Lay out the rows from the one containing "Point out every instance of the player in blue" through the one containing "x=179, y=195" as a Markdown table with columns No. and Line, numbering each row and leaving out any blank lines.

-- DATA SUPPLIED start --

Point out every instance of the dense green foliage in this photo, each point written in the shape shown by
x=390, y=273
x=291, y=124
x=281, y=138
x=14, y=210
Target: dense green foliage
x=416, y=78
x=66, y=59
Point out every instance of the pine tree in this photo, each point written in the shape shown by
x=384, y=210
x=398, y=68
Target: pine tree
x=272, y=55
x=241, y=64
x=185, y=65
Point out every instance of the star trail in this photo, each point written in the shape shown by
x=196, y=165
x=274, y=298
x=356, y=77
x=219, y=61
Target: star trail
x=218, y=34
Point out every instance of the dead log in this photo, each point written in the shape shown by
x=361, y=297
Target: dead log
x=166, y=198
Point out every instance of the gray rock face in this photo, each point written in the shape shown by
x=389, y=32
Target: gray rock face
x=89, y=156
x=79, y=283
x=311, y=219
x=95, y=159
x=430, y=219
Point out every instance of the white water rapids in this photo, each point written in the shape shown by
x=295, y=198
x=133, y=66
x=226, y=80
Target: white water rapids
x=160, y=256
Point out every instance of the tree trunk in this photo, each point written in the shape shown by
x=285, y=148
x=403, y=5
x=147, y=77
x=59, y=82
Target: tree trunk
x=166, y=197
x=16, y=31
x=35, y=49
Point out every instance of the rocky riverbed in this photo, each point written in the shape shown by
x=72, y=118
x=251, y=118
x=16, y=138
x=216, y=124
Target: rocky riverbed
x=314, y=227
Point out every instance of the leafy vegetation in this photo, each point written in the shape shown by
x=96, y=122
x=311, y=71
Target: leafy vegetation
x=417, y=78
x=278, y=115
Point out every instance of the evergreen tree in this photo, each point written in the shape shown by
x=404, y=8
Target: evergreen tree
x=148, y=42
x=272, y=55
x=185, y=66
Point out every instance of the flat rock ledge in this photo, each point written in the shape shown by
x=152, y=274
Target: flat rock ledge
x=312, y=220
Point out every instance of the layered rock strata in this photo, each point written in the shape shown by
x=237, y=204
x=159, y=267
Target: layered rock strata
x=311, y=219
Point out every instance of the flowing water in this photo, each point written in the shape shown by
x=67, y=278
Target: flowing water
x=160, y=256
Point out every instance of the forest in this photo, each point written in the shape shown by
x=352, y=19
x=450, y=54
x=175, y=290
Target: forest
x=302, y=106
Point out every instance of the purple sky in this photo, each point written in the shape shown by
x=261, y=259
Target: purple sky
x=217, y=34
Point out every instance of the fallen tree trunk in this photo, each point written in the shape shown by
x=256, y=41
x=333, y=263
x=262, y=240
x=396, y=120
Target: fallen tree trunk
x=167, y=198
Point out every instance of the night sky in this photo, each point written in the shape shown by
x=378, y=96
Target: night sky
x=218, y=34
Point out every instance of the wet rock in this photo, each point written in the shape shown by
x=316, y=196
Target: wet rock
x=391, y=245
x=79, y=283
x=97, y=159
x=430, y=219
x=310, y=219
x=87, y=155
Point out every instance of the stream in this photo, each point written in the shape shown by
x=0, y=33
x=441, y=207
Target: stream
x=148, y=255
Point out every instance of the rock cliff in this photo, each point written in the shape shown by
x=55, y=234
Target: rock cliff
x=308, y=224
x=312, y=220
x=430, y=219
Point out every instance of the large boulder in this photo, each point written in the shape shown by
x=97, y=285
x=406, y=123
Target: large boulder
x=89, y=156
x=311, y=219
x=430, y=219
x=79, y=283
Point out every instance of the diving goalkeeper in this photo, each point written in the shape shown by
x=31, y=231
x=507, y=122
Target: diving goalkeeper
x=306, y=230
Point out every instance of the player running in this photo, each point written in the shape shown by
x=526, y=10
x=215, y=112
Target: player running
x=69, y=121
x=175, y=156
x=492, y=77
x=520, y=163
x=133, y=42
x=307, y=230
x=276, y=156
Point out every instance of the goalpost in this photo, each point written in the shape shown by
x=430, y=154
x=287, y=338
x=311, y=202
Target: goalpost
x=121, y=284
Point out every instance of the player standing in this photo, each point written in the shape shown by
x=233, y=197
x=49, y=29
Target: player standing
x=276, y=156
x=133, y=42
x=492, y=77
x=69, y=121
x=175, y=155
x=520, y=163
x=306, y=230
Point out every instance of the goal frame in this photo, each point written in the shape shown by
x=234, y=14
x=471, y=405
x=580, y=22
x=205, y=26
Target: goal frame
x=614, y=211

-- DATA SUPPLIED end --
-- DATA SUPPLIED start --

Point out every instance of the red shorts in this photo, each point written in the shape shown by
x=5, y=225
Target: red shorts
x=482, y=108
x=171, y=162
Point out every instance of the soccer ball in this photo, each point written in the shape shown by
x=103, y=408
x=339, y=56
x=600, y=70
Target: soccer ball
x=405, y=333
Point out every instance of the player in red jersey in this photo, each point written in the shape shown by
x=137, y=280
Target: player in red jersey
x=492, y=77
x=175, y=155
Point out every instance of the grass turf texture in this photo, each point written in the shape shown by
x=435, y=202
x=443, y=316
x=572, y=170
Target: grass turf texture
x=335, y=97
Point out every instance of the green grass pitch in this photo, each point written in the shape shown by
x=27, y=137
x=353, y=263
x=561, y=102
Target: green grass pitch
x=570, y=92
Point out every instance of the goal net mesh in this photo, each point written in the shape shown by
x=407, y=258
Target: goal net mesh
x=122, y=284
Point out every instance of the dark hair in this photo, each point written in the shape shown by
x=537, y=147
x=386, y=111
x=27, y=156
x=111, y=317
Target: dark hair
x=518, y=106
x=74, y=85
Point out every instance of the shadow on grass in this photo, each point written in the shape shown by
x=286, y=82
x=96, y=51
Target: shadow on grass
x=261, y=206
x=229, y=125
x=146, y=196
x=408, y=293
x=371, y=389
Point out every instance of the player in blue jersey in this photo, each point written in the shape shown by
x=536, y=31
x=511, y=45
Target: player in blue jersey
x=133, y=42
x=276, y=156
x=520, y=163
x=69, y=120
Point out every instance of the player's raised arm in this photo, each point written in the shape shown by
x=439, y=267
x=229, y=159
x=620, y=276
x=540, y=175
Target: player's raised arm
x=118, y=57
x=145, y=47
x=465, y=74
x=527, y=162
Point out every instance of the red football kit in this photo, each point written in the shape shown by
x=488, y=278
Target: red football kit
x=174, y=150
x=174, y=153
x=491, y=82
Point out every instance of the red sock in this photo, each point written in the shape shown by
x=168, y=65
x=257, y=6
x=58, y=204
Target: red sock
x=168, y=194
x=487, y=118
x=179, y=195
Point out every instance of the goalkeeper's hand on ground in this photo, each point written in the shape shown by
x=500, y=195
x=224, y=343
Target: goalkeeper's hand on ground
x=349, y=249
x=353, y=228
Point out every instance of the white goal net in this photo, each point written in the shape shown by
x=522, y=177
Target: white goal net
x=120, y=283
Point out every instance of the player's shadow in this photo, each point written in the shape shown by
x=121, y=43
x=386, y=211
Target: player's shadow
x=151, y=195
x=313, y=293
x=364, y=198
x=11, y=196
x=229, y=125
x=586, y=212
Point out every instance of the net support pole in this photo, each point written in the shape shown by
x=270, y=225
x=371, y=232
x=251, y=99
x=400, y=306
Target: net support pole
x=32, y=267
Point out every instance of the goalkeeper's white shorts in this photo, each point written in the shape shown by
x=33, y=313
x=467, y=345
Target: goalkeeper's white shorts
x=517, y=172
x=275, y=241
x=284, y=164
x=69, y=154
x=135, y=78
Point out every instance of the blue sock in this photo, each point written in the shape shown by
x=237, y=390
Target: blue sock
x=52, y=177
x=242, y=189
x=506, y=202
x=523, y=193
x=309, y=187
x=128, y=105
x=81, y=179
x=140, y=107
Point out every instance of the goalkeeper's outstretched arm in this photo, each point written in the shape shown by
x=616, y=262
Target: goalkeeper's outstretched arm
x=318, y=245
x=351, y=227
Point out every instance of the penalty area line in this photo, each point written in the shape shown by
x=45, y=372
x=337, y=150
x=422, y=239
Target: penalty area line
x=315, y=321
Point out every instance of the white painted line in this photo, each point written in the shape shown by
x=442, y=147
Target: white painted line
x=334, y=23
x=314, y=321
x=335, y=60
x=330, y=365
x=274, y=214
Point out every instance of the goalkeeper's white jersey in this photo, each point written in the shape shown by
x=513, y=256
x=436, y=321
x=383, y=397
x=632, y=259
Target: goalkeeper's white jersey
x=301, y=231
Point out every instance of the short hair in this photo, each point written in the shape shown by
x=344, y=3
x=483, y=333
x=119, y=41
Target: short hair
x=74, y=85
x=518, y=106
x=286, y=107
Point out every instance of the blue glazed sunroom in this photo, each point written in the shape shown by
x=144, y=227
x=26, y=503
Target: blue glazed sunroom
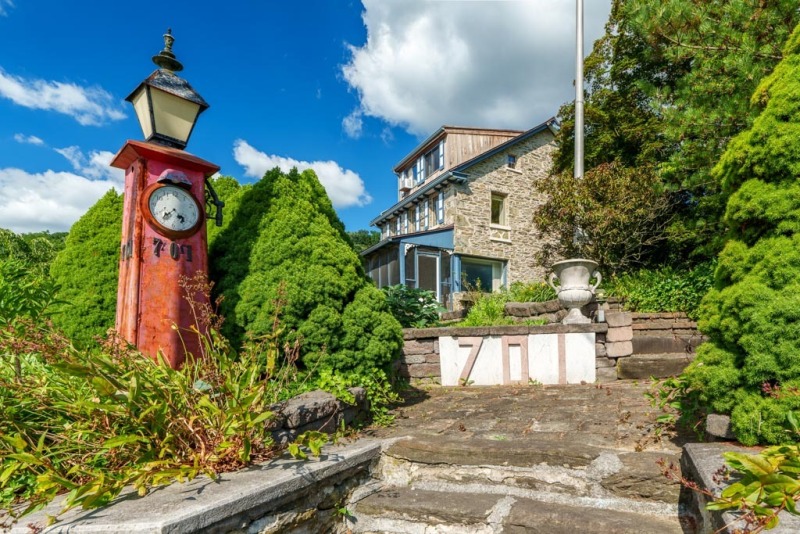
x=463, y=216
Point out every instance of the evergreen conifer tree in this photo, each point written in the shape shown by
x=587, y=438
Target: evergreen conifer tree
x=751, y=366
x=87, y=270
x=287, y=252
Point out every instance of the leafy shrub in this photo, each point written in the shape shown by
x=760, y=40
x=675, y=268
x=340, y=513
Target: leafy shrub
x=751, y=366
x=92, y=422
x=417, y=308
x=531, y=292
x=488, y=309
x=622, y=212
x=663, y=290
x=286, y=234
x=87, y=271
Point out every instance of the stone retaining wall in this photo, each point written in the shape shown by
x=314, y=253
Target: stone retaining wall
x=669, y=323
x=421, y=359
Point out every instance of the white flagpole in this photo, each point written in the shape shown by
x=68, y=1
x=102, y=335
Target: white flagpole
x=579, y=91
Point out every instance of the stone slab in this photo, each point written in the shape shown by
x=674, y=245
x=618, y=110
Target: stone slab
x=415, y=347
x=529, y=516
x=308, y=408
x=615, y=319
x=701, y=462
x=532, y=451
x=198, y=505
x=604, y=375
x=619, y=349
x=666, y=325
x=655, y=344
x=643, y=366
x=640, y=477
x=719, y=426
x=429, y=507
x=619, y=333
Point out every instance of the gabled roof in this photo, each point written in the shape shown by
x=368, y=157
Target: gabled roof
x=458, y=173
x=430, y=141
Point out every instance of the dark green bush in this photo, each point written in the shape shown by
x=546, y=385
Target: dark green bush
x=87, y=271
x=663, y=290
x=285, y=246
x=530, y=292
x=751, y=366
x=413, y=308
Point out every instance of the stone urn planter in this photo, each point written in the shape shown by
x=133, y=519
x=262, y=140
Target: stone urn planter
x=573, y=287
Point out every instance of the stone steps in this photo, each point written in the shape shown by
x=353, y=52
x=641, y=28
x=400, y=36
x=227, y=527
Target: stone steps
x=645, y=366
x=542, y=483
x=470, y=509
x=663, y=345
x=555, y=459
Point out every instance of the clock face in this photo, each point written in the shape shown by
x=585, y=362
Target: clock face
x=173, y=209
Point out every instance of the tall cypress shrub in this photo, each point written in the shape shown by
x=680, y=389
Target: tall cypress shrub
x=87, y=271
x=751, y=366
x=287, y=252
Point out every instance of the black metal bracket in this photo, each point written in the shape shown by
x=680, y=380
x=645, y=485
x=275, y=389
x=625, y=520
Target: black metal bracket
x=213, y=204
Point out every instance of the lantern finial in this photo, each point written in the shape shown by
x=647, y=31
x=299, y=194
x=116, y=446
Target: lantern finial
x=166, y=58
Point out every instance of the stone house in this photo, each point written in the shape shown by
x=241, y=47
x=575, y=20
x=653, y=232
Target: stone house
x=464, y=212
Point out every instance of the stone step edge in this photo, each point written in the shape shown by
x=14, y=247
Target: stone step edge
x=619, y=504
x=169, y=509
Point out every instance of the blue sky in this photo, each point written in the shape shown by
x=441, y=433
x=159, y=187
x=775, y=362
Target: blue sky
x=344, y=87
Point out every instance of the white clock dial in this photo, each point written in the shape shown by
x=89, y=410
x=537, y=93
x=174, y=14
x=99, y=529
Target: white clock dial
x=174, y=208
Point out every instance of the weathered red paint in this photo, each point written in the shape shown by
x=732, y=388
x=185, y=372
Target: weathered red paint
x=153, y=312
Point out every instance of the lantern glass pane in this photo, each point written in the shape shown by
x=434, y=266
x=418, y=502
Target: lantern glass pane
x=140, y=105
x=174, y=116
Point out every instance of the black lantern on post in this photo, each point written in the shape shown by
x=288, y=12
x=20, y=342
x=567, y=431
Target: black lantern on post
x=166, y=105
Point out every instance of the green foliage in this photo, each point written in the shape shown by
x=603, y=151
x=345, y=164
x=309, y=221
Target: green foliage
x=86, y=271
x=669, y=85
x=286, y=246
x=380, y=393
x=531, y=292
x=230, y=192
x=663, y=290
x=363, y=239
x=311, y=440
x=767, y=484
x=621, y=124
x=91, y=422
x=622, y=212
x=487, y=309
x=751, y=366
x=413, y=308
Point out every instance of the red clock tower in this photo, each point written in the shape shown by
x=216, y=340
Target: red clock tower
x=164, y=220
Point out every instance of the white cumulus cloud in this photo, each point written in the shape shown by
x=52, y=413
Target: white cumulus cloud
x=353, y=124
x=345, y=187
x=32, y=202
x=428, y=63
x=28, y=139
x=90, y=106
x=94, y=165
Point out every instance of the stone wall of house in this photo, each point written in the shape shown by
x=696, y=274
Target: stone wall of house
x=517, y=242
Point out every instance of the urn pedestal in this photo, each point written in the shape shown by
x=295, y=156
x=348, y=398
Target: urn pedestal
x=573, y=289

-- DATA SUPPLIED end --

### RIGHT ANSWER
| No. | Line |
|---|---|
| 1 | Point out every instance of the player in blue jersey in this photo, each point written in the shape shown by |
| 2 | x=536, y=31 |
| 3 | x=511, y=45 |
| 4 | Target: player in blue jersey |
| 5 | x=133, y=42 |
| 6 | x=276, y=156 |
| 7 | x=520, y=163 |
| 8 | x=69, y=120 |
| 9 | Point out every instance of the player's raised arm in this photo, each point written in the shape shown by |
| 10 | x=439, y=267 |
| 11 | x=229, y=159 |
| 12 | x=620, y=276 |
| 13 | x=540, y=175 |
| 14 | Target: player's raised arm |
| 15 | x=118, y=57 |
| 16 | x=145, y=47 |
| 17 | x=465, y=74 |
| 18 | x=527, y=162 |
| 19 | Point out every instance of the red football kit in this photo, each point written in the shape shown by |
| 20 | x=488, y=278 |
| 21 | Target: red football kit |
| 22 | x=174, y=150 |
| 23 | x=174, y=153 |
| 24 | x=491, y=82 |
| 25 | Point out every instance of the red sock in this photo, each point written in the shape shown by |
| 26 | x=168, y=65 |
| 27 | x=257, y=6 |
| 28 | x=58, y=204 |
| 29 | Target: red sock |
| 30 | x=168, y=194 |
| 31 | x=487, y=118 |
| 32 | x=179, y=195 |